* _YOUR ASSIGNMENT_: Only the lines that hold "hair" should be in the answer, each copied from the data below.

─── INFORMATION SUPPLIED

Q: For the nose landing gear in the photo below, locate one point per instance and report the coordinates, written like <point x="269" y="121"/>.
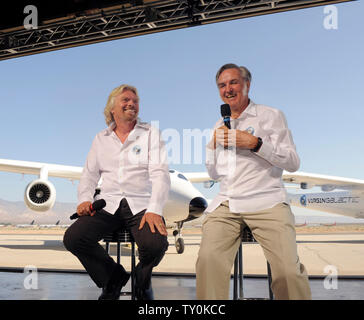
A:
<point x="178" y="240"/>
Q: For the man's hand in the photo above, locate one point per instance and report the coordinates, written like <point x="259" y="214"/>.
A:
<point x="235" y="138"/>
<point x="84" y="209"/>
<point x="154" y="220"/>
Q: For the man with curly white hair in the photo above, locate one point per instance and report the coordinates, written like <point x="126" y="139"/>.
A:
<point x="128" y="163"/>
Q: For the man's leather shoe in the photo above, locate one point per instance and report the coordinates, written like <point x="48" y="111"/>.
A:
<point x="118" y="279"/>
<point x="144" y="294"/>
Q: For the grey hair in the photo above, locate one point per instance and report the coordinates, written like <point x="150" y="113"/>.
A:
<point x="110" y="101"/>
<point x="244" y="72"/>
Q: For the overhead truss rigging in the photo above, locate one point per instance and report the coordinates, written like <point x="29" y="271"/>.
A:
<point x="136" y="18"/>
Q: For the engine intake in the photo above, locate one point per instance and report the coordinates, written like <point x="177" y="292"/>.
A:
<point x="40" y="195"/>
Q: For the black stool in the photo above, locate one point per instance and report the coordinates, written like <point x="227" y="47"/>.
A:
<point x="246" y="237"/>
<point x="123" y="236"/>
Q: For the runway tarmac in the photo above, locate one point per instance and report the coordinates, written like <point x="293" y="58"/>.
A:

──────

* _ANSWER BOX_:
Q: For the man with curly white hair in the photo above, locate one point per instance and report the coordinates, written like <point x="126" y="139"/>.
Q: For the grey hair in the photo above, locate one point per instance and report the coordinates, written like <point x="150" y="113"/>.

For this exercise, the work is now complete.